→ Exercise passage

Novel Dengue Fever Control Strategy: Adult Mosquitos Deliver Poison To Offspring

August 4, 2009 · 0 comments

Novel Dengue Fever Control Strategy: Adult Mosquitos Deliver Poison To Offspring

Poisoned bait is a very old pest control strategy. Because of high chance of serious collateral damage, controversy inevitably follows. For disease carrying, flying insects, the most common control strategy has been to directly poison breeding areas (standing water). It’s difficult to hit all the breeding areas in dense, urban areas And, spraying typically causes collateral damage. Here’s a new variation on that strategy, innovative, less costly, and with a far sharper focus.

To control the Aedes mosquitos that spreads Dengue aka “breakbone” fever, SCiDevNet reports that “Researchers working in the Peruvian Amazon used adult Aedes aegypti mosquitoes to carry an insecticide to their own breeding sites, thus killing most larvae found there.”

During their life cycle adult mosquitoes must travel between breeding grounds and resting places. Researchers exploited this trait by disseminating a safe and persistent insecticide called pyriproxyfen in the areas where adult mosquitoes rest. The insecticide is neither lethal nor repellent to adults.
The adults then take the insecticide to breeding grounds. This strategy ensures a strong, wide coverage of aquatic breeding sites by treating only a small portion of the adult resting areas because adult mosquitoes move around so much.

Pyriproxyfen (a.k.a. methoprene), the active ingredient used to treat ‘mosquito rest stations’ in this research, is a common ingredient in flea control medicines used on cats and dogs. USEPA has a methoprene fact sheet (PDF) available which describes the risks and benefits in fairly scientific terms. Here’s an important excerpt.

The available information indicates that Methoprene will not result in unreasonable adverse effects on the environment since Methoprene degrades rapidly in sunlight27, both in water28 and on inert surfaces.

Methoprene is also metabolized rapidly in soil and does not leach29. Thus, Methoprene is not expected to persist in soil or contaminate ground water.

Ecological effects Methoprene has been shown to be practically non-toxic to terrestrial species…

Use of this relatively benign larvacide to control such a widespread, misery-causing, and potentially deadly disease as Dengue is a reversal of the historic “exterminator” mindset, which typically matched the most dangerous of pesticides with the most dangerous of disease-causing pests – with wildlife and possibly humans to subsequently take the damaging side effects.

→ Exercise directions
Please list the words or phrases that the last paragraph of the article on dengue mosquito control uses to describe Dengue as a disease. The material below has nothing to do with the article on dengue mosquito control.

→ The data
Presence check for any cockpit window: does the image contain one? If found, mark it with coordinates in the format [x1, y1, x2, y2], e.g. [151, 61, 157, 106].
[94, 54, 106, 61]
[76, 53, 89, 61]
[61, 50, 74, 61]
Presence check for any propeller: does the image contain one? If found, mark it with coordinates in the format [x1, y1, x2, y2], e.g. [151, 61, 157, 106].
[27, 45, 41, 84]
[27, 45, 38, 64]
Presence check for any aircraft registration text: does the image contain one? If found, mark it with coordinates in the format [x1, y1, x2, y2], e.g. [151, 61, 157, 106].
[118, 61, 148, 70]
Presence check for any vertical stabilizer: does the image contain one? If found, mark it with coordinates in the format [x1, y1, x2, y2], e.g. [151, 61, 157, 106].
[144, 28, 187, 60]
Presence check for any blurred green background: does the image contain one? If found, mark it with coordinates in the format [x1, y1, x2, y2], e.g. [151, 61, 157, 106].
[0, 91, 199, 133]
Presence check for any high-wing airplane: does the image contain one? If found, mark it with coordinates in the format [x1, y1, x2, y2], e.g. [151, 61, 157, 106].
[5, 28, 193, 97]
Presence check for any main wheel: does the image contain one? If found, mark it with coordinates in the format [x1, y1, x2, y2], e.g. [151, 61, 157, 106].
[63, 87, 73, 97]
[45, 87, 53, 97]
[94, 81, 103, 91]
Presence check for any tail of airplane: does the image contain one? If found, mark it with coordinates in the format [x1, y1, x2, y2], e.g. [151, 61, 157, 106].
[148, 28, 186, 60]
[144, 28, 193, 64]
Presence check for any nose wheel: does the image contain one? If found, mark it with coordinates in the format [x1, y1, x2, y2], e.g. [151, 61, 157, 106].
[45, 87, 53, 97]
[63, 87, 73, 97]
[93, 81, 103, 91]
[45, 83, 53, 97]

→ Task output
- widespread
- misery-causing
- potentially deadly